TEXT PASSAGE

-.-.-

Buy high, sell low - and what is actually needed
Right now, due to high fuel prices after civilization built up a massively large physical infrastructure of cities and machines and population of people who see themselves more as consumers than producers or even creators, we are seeing whole countries approaching bankruptcy. They have been buying oil products, especially gasoline and diesel fuel, at ever increasing prices while setting low prices to keep the machines - and the people - humming obliviously along while debt was accumulating in a most spectacular way. Now if there was ever a third holy writ of capitalism besides it's rule of maximum growth and dogmatic antipathy toward "socialism" meaning cooperation and sharing, it is that one always buys low and sells high. The only businessman to write his business model on the formula of buy high, sell low would be dead in the water metaphorically or literally, on the sidewalk under a tall building near Wall Street, October 1929 style. Oddly, though establishment economists hoe to the line of infinite growth and denial of fundamental cooperation, they have diverted dramatically from the buy low, sell high rule when it comes to the biggest challenge of all in their world - keeping nation states stable, without which financial structures tumble in tandem. For whole nations to go bankrupt is more than a little risky for all of civilization.
What is actually needed is an honest confrontation with inordinately high human populations - get real, religions! - and building our civilization to run lean, not fat. The formulas of ecocity development are the full employment way to powerdown to a different and genuinely sane economics. How we come to understand how to do that, to invest in rails and just plan let the airlines go, to make walkable cities and just let the cars go the way of those other dinosaurs that went out with the last great extinction event, I don't know for sure. But some thoughts on the subject follow in any case.
The seers of trends, and the seers of what isn't there yet
George Herbert Leigh Mallory who maybe was the first to climb Everest, then again maybe not, said he wanted to climb the mountain "because it is there." Creative types, in a kind of reverse version of the same impulse want to make something "because it is not there." This is an interesting way to look at views of the future and the possibilities for the economy changing in some substantial way, maybe even to become harmonious with natures economy. Don't expect the insights to come clear when playing video games, watching a football or scanning endlessly the stock quotes for an opening. You have to actually study nature's economy, that is, ecology. We need an "eco-economy," perhaps "ecoconomy" and have to put serious attention upon it and investment in it. See? We don't even have a word for it yet! Here's my point: you can't get there by projecting trends, even projecting them well. (This may also mean that the usual habit of well-meaning planners, politicians and bureaucrats writing projections, targets and time tables may be way off target too, but that's a longer discussion.)

-.-.-

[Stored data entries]
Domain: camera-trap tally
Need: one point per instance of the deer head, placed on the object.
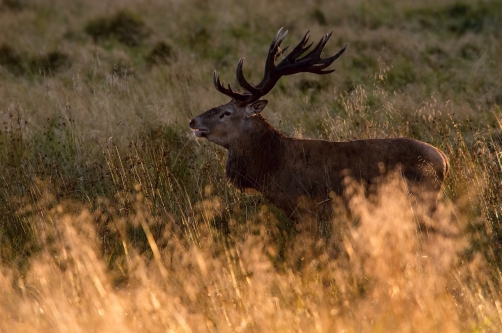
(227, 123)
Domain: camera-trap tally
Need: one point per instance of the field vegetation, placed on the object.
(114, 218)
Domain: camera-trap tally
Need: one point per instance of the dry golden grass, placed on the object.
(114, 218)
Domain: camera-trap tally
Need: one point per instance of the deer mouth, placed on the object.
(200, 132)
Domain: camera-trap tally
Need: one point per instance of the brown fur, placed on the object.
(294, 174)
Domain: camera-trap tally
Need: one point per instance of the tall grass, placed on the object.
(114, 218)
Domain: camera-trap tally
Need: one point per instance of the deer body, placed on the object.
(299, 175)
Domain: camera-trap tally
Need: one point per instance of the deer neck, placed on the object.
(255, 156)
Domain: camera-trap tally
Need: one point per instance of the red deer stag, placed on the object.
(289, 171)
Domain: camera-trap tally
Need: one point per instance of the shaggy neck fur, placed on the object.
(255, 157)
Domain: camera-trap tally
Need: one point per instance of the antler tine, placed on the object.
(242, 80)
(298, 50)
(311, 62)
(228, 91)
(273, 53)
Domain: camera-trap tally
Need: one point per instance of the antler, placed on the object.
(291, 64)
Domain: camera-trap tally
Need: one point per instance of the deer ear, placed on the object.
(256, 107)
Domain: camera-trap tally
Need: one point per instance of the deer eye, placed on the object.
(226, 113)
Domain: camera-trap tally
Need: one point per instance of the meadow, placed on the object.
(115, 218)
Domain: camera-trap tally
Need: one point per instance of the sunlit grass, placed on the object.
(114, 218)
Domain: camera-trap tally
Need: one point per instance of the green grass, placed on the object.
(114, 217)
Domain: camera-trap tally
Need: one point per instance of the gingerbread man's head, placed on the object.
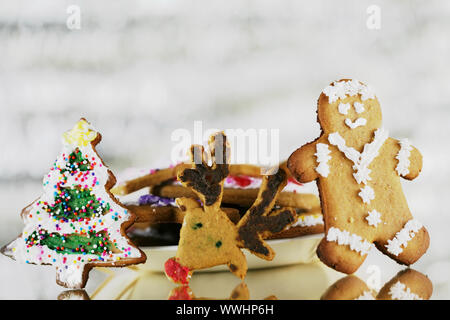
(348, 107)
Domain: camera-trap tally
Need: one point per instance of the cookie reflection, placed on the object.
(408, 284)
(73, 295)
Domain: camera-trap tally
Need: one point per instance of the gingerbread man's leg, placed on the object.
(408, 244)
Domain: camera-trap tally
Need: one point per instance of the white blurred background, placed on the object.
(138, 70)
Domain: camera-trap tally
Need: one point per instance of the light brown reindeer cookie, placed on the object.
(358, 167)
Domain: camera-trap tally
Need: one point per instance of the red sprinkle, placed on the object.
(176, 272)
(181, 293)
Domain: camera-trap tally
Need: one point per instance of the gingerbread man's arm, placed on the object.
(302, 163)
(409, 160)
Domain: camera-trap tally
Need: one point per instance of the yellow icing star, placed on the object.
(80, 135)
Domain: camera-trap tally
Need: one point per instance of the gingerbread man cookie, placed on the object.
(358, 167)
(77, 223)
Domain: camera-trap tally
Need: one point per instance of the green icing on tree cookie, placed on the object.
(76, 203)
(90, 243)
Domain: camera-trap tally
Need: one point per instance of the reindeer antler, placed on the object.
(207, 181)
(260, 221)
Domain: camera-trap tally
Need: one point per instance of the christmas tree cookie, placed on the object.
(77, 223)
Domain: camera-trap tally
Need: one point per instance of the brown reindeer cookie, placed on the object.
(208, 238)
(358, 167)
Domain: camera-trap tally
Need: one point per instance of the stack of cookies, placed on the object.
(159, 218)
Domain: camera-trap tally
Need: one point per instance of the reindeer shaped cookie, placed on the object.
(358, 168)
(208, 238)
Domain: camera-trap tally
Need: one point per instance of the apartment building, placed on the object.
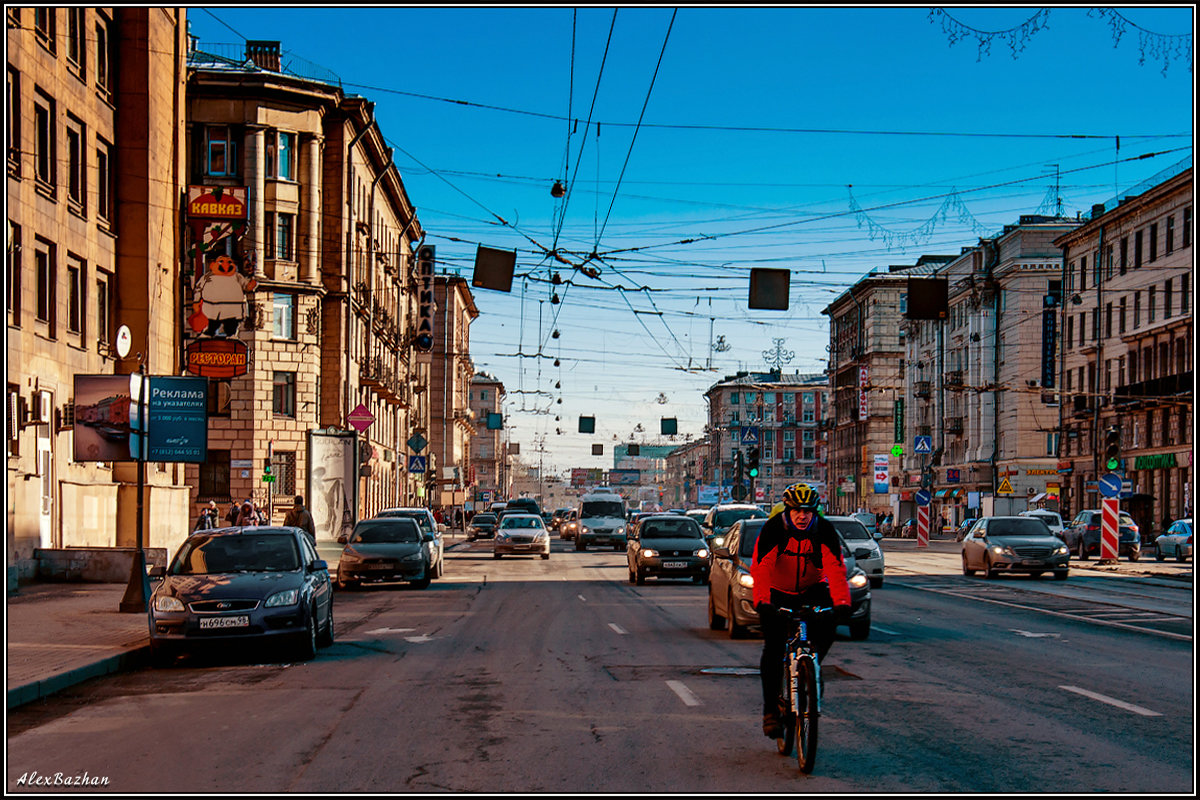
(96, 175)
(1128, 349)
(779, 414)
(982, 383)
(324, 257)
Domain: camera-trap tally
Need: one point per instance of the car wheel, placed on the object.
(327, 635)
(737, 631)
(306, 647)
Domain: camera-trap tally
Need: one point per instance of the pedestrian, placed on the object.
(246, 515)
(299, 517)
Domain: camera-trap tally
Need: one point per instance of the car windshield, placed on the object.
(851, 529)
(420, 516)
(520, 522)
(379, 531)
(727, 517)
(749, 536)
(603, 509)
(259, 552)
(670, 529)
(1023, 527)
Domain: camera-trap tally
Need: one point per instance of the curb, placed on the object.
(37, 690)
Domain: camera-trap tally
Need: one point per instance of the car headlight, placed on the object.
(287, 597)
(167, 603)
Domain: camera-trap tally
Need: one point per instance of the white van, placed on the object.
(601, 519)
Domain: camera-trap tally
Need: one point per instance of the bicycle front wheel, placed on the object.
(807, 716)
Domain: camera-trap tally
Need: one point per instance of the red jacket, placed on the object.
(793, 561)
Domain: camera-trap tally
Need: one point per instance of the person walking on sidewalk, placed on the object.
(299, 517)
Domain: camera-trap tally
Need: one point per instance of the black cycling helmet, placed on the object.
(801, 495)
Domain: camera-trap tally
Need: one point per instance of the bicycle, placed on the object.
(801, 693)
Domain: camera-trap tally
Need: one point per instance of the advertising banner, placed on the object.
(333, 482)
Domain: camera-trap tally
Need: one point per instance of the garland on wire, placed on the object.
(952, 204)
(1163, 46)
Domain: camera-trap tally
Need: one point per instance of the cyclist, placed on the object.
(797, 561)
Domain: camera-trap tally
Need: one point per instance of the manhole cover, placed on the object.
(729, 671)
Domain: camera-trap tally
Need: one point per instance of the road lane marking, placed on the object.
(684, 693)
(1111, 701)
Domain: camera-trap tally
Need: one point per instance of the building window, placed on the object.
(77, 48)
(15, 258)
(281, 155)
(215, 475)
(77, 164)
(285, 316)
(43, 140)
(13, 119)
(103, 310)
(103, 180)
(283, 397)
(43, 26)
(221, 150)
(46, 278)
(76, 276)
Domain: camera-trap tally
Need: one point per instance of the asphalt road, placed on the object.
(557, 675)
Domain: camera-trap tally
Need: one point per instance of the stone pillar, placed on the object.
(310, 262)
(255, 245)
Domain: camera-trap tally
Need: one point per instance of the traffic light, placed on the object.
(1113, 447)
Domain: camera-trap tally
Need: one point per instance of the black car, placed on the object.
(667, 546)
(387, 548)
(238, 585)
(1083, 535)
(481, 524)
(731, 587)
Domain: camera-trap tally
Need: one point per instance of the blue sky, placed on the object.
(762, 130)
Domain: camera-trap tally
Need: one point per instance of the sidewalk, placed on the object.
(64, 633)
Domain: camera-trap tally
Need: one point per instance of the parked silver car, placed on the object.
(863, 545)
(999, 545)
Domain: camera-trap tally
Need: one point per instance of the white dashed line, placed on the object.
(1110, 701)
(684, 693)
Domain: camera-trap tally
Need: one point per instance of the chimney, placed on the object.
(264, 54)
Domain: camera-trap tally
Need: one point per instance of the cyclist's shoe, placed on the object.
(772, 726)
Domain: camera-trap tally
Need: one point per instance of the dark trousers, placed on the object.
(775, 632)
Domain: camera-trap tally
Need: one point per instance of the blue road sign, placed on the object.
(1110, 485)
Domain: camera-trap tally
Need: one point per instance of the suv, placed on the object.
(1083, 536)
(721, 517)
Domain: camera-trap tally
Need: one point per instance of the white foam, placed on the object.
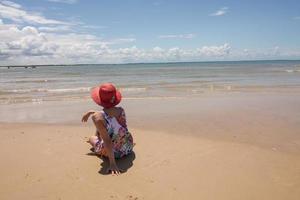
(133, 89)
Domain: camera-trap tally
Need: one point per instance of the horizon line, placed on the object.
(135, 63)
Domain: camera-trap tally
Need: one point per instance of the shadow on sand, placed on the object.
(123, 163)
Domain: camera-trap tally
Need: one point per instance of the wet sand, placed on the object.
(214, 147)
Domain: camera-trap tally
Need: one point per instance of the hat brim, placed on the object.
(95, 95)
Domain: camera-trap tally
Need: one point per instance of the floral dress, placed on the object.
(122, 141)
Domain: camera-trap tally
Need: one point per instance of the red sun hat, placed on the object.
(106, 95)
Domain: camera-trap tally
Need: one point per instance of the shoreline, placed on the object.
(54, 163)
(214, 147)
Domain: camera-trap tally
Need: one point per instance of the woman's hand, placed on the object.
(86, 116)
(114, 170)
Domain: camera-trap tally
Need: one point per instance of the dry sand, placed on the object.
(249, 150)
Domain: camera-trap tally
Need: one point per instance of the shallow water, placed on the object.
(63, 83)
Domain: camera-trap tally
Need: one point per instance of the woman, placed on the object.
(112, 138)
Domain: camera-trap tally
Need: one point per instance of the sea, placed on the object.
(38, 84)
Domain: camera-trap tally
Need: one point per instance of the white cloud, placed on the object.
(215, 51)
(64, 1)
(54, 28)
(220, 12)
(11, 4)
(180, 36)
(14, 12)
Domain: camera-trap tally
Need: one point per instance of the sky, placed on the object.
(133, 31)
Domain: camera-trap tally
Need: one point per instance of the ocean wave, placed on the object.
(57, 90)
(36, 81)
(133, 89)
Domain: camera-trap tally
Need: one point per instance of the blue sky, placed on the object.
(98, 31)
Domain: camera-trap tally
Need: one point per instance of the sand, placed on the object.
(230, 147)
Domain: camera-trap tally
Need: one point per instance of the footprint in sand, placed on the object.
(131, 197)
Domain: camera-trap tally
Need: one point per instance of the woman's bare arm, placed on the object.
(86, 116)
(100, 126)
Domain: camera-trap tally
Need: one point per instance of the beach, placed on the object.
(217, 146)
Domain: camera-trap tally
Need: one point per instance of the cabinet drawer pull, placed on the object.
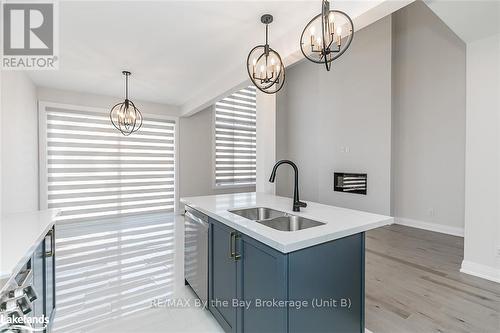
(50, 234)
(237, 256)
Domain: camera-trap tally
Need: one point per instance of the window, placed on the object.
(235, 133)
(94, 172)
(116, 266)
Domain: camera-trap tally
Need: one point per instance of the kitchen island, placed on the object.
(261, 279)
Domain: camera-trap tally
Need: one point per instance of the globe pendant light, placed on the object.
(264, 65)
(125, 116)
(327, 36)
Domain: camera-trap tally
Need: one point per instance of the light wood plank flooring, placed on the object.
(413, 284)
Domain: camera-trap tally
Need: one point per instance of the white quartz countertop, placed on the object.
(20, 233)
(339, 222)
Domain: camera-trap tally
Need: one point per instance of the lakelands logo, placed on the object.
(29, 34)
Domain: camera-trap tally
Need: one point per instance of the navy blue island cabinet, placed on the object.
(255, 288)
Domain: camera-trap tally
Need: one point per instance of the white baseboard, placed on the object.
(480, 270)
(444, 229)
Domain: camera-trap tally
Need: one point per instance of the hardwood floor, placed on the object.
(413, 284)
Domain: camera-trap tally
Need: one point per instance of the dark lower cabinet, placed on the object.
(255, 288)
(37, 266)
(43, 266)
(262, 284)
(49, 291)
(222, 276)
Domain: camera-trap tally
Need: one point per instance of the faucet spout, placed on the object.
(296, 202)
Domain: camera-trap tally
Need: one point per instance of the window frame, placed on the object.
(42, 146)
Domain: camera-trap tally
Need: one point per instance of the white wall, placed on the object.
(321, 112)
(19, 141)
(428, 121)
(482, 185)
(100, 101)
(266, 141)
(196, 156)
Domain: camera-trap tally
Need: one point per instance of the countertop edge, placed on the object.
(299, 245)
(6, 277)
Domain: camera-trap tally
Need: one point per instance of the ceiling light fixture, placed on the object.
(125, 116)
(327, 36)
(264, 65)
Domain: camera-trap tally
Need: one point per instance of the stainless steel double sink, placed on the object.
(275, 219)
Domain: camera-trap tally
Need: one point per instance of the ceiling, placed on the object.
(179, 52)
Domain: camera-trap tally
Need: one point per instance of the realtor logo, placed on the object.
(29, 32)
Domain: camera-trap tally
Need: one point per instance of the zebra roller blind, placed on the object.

-.-.-

TASK REQUIREMENTS
• a. In the essay on fuel prices and ecocities, what reason did George Herbert Leigh Mallory give for wanting to climb Everest?
• b. Turn the paragraph of the essay on fuel prices and ecocities that begins "What is actually needed" into a short bulleted list that keeps its main points.
• c. Write the next few paragraphs of the essay on fuel prices and ecocities, starting right after its final parenthetical remark.

EXPECTED OUTPUTS
• a. He said he wanted to climb it "because it is there."

• b.
- Confront inordinately high human populations honestly, with a challenge to religions to get real.
- Build civilization to run lean, not fat.
- Use the formulas of ecocity development as the full-employment way to power down to a different, genuinely sane economics.
- Invest in rails and let the airlines go.
- Make walkable cities and let cars go the way of the dinosaurs.
- The author is not sure how we will come to understand how to do this but offers some thoughts in what follows.

• c.
I have an argument with my Peak Oil friends who believe it is hopeless to change the way we build cities because it is a big, ponderous proposition that takes time and it is already too late to start out on that path. We just don't literally have enough energy left and too much ignorance of the overall picture to hope we can alert, educate and launch serious investment and leadership for a "Plan B," in Lester Browns terms, to avert the catastrophe and reshape virtually everything via reshaping cities. I do not argue that it is not in fact late in the game. I even think, given the record of society's blindness and a willingness to ignore crucial issues until too late, doom prognosticators are very likely right in their assessment. To date, the economy has proven to be stupid. The Peak Oil alarmists (we need the wake up call to get started - so this is not an insulting term here) are the seers of the future via projecting the trends and definitely not in the same base camp with Mallory and the creatives who know how to dream what hasn't been done before and do it, who know they can build something that isn't there.
A funny little story. Before I was swept away by the sense or responsibility I got when I really "got it" about the importance of ecological cities in the early 1970s, not long after meeting Paolo Soleri, I was making sculpture. Not just any sculpture but for the sense of touch. I loved exploring the unknown in my own little store front in Venice, California. My sculpture for the sense of touch involved work with steel welding, carving stone and wood, upholstering with foam rubber and fur, velvet and silk, and installing all kinds of machines for making heat and cold, moisture and dryness, vibration and dead calm, air flow and fog clouds - and all this integral to the form and texture normal sculpture exhibits. I was at a party one night and when someone asked me, "What do you do," I said just that. He said, "You can't do that!" I replied, "Not only can I do that, that's exactly what I do. I do it every day. I'm a tactile artist." The guy insistently denied anyone could be doing that. He had never heard of such a thing. Even after I described a number of such sculpture pieces I had built he still maintained that he didn't believe me, it couldn't be done.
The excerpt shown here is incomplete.